Exercise task 1 -
Can you quote the rows below word for word, from the line with "Ground navy blue" to the line with "[421,845,456,910]", including both of those lines?

Passage shown -
Nilda Mabel Carrizo (born 13 January 1979) is an Argentine teacher and politician, currently serving as National Deputy elected in Tucumán Province. A member of the Justicialist Party and La Cámpora, Carrizo previously served in the Chamber from 2013 to 2017. She currently sits in the Frente de Todos bloc.

Early and personal life
Carrizo was born on 13 January 1979 in Buenos Aires. She studied to be a primary teacher at the Instituto de Enseñanza Superior in Famaillá, Tucumán. Carrizo is married to Jesús Salim, a fellow Justicialist Party politician who was a provincial legislator in Tucumán. Salim and Carrizo have two children.

Political career
Carrizo's political career began as an activist in La Cámpora, a kirchnerist youth organization. She was also a member of the Justialist Party Youth council. Before being elected to office, she was an administrative worker at the Superintendencia de Riesgo del Trabajo (SRT), Argentina's labour work risk assessment agency. In the 2013 legislative election, Carrizo ran in the Front for Victory list in Tucumán as the third candidate, behind (then) Health Minister Juan Manzur and Osvaldo Jaldo. The list received 46.94% of the vote, not enough for Carrizo to make it past the D'Hondt cut; however, Manzur never took office, as he remained in his position as Health Minister, and Carrizo was sworn in as deputy in his stead.

Carrizo's term ended in 2021, and she did not stand for re-election. She would run again in 2019, this time as the second candidate in the Frente de Todos list, behind Mario Leito. The list received 51.9% of the vote, and both Leito and Carrizo were elected.

Exercise task 2 -
Could you print the Carrizo biography above in full, word for word?

Material provided -
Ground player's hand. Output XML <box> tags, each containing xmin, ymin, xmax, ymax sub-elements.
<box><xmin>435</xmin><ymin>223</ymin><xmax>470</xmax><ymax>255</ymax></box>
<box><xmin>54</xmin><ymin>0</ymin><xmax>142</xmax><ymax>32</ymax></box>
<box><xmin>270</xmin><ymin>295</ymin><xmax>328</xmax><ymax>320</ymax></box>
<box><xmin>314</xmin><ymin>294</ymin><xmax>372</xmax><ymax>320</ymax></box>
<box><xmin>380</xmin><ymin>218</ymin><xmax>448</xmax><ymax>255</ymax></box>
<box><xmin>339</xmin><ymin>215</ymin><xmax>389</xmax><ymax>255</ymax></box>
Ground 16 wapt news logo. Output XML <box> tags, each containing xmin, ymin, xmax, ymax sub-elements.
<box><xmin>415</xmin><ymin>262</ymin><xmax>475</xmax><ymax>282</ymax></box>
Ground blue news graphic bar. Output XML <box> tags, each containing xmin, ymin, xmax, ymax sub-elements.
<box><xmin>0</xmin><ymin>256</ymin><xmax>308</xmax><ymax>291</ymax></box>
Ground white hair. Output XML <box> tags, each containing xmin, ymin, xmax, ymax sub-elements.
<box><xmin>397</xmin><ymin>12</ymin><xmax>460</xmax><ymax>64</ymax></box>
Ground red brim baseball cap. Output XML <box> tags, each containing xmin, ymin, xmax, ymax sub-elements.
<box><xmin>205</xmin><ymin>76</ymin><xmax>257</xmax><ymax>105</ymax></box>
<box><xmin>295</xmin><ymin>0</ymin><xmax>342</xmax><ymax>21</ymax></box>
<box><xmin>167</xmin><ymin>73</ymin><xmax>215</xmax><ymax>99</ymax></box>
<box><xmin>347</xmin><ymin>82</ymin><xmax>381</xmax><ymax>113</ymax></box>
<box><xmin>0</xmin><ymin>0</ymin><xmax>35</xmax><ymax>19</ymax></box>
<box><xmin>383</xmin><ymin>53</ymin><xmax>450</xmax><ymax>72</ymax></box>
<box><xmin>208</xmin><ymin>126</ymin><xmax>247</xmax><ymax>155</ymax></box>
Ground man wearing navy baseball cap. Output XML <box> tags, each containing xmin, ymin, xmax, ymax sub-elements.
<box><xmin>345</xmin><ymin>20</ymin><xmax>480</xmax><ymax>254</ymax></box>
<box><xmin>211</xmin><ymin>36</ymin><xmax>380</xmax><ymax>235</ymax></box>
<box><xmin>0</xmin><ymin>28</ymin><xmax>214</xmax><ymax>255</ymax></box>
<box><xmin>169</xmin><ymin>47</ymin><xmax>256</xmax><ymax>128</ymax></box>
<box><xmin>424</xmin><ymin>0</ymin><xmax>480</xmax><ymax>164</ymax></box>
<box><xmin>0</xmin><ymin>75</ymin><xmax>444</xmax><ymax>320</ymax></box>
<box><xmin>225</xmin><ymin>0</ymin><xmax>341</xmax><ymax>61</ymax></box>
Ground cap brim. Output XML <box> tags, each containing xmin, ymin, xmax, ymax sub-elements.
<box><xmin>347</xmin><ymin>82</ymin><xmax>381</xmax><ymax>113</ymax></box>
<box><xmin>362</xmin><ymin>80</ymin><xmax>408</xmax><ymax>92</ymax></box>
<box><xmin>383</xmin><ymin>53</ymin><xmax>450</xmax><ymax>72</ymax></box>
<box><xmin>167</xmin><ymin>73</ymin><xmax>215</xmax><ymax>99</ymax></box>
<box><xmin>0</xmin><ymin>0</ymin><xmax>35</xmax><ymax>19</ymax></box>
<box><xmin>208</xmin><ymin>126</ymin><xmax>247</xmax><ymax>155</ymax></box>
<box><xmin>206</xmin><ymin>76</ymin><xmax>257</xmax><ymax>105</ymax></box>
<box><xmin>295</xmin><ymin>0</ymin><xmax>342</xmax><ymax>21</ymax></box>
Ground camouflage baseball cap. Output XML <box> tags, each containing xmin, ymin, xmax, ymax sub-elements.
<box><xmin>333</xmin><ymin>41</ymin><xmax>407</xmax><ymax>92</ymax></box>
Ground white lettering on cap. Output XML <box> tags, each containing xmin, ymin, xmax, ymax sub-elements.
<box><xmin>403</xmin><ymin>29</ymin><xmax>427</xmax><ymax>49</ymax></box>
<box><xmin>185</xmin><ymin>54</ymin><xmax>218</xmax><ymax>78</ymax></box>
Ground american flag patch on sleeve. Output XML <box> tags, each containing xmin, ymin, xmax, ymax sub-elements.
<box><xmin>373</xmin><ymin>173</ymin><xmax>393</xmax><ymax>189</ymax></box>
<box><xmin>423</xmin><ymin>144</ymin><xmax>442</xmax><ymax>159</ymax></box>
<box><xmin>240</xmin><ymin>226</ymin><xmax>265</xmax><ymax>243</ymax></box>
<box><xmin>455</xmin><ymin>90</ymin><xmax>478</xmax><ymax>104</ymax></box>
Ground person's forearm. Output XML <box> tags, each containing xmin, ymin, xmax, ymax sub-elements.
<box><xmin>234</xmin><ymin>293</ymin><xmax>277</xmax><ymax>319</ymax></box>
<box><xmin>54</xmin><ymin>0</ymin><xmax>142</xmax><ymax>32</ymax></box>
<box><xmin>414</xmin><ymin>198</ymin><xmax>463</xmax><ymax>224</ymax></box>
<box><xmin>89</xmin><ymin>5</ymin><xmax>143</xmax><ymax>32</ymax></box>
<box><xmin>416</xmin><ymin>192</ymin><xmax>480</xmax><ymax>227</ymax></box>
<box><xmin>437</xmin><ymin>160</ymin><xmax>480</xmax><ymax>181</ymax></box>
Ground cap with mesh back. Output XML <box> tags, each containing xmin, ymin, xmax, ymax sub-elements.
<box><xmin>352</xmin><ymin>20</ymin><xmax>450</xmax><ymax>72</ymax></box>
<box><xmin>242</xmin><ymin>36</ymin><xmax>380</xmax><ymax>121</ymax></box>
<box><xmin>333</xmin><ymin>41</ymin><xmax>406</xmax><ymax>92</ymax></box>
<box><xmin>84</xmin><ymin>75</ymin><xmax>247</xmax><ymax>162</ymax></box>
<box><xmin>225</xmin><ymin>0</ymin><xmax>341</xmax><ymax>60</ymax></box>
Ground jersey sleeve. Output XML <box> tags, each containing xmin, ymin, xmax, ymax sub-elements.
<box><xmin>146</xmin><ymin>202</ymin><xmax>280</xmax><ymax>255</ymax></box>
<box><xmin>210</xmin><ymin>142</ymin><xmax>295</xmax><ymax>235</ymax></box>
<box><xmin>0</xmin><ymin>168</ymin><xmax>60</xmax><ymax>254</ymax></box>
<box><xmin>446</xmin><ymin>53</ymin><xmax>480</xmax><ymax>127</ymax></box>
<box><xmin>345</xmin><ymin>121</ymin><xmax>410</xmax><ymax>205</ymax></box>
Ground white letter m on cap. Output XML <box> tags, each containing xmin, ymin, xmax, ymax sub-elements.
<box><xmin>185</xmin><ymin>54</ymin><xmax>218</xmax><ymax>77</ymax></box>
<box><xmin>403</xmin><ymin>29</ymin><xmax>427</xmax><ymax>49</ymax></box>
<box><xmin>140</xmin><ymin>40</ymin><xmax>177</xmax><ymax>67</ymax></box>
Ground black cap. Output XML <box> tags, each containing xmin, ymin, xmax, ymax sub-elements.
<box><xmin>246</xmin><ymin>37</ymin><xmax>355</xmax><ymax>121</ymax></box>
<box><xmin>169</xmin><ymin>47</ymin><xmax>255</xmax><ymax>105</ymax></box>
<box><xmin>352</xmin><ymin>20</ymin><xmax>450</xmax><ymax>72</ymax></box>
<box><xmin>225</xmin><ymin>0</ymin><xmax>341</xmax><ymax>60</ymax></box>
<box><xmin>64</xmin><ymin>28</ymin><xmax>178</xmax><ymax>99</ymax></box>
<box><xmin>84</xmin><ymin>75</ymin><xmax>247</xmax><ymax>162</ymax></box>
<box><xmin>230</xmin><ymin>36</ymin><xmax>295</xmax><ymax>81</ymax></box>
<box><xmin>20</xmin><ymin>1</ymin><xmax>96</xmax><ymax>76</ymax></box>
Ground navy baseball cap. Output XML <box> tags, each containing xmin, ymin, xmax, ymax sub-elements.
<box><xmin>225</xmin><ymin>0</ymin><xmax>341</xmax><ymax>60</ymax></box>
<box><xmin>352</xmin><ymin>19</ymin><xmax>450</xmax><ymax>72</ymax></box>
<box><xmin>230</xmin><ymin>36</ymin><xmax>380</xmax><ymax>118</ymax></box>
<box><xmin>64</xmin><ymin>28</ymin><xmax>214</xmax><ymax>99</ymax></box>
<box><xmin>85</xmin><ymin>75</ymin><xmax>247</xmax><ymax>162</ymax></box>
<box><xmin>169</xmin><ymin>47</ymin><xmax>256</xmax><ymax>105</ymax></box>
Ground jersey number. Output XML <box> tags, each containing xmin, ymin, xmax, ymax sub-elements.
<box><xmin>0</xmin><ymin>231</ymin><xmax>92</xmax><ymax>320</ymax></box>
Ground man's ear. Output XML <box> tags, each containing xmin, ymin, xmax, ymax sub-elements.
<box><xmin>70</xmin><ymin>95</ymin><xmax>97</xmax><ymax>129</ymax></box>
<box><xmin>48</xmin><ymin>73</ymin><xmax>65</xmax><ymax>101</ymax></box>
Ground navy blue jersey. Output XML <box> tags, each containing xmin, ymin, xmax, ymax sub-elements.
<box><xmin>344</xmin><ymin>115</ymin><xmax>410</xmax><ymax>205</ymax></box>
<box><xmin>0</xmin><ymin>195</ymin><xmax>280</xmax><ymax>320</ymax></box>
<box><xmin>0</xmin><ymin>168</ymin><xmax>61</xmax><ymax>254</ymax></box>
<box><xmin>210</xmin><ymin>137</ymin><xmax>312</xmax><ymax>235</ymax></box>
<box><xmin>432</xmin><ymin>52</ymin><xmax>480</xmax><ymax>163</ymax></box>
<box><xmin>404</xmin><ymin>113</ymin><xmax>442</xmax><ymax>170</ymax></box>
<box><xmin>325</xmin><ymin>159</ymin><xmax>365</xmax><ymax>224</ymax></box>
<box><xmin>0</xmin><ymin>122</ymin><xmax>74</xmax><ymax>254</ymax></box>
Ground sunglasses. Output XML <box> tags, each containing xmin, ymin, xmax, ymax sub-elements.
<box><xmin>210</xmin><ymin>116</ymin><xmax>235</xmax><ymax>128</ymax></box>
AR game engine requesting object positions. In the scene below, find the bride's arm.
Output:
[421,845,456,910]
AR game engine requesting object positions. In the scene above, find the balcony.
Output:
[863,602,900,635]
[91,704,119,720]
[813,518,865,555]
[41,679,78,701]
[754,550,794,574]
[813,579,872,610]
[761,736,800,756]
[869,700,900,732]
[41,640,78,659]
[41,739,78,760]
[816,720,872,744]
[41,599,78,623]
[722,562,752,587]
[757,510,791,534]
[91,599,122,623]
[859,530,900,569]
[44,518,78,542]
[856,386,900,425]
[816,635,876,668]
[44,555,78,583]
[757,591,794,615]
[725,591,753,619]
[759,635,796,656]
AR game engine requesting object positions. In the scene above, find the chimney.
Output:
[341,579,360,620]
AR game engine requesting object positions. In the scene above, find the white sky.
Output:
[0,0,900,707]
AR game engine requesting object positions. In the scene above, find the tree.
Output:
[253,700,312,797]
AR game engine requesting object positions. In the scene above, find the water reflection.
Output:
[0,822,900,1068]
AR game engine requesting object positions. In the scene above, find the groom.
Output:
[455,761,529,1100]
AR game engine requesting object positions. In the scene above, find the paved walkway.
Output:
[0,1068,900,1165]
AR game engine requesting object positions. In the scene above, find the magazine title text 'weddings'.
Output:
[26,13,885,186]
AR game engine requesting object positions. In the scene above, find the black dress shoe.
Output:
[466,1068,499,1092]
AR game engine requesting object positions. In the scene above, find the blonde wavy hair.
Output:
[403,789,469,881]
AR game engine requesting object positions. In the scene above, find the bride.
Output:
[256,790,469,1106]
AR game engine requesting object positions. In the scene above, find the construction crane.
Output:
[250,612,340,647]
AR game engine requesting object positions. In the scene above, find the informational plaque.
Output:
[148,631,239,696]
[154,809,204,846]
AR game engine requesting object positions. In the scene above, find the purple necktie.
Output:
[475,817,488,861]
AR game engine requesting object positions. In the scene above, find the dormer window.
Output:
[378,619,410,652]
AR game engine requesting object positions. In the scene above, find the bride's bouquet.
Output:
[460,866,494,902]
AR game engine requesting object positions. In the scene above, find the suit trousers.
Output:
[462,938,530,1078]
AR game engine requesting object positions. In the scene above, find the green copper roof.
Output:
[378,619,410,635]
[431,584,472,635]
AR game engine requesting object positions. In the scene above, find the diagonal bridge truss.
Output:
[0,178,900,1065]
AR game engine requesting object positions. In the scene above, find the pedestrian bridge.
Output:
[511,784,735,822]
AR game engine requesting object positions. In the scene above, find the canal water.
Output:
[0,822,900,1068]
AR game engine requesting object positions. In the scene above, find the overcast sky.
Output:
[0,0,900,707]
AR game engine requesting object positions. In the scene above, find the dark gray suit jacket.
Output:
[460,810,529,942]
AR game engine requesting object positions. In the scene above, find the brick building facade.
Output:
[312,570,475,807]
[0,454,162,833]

Full response 1 -
Ground navy blue jersey. Output XML <box> tags, each containing xmin, ymin, xmax, ymax sub-elements.
<box><xmin>344</xmin><ymin>115</ymin><xmax>410</xmax><ymax>205</ymax></box>
<box><xmin>0</xmin><ymin>195</ymin><xmax>280</xmax><ymax>320</ymax></box>
<box><xmin>0</xmin><ymin>168</ymin><xmax>61</xmax><ymax>254</ymax></box>
<box><xmin>210</xmin><ymin>137</ymin><xmax>312</xmax><ymax>235</ymax></box>
<box><xmin>432</xmin><ymin>52</ymin><xmax>480</xmax><ymax>163</ymax></box>
<box><xmin>404</xmin><ymin>113</ymin><xmax>442</xmax><ymax>170</ymax></box>
<box><xmin>325</xmin><ymin>159</ymin><xmax>365</xmax><ymax>224</ymax></box>
<box><xmin>0</xmin><ymin>122</ymin><xmax>74</xmax><ymax>254</ymax></box>
Ground sunglasses. Output XML <box> tags, each containing xmin, ymin, xmax, ymax sub-elements.
<box><xmin>210</xmin><ymin>116</ymin><xmax>235</xmax><ymax>128</ymax></box>
AR game engine requesting object positions. In the scene below, find the bride's arm.
Output:
[421,845,456,910]

Full response 2 -
Nilda Mabel Carrizo (born 13 January 1979) is an Argentine teacher and politician, currently serving as National Deputy elected in Tucumán Province. A member of the Justicialist Party and La Cámpora, Carrizo previously served in the Chamber from 2013 to 2017. She currently sits in the Frente de Todos bloc.

Early and personal life
Carrizo was born on 13 January 1979 in Buenos Aires. She studied to be a primary teacher at the Instituto de Enseñanza Superior in Famaillá, Tucumán. Carrizo is married to Jesús Salim, a fellow Justicialist Party politician who was a provincial legislator in Tucumán. Salim and Carrizo have two children.

Political career
Carrizo's political career began as an activist in La Cámpora, a kirchnerist youth organization. She was also a member of the Justialist Party Youth council. Before being elected to office, she was an administrative worker at the Superintendencia de Riesgo del Trabajo (SRT), Argentina's labour work risk assessment agency. In the 2013 legislative election, Carrizo ran in the Front for Victory list in Tucumán as the third candidate, behind (then) Health Minister Juan Manzur and Osvaldo Jaldo. The list received 46.94% of the vote, not enough for Carrizo to make it past the D'Hondt cut; however, Manzur never took office, as he remained in his position as Health Minister, and Carrizo was sworn in as deputy in his stead.

Carrizo's term ended in 2021, and she did not stand for re-election. She would run again in 2019, this time as the second candidate in the Frente de Todos list, behind Mario Leito. The list received 51.9% of the vote, and both Leito and Carrizo were elected.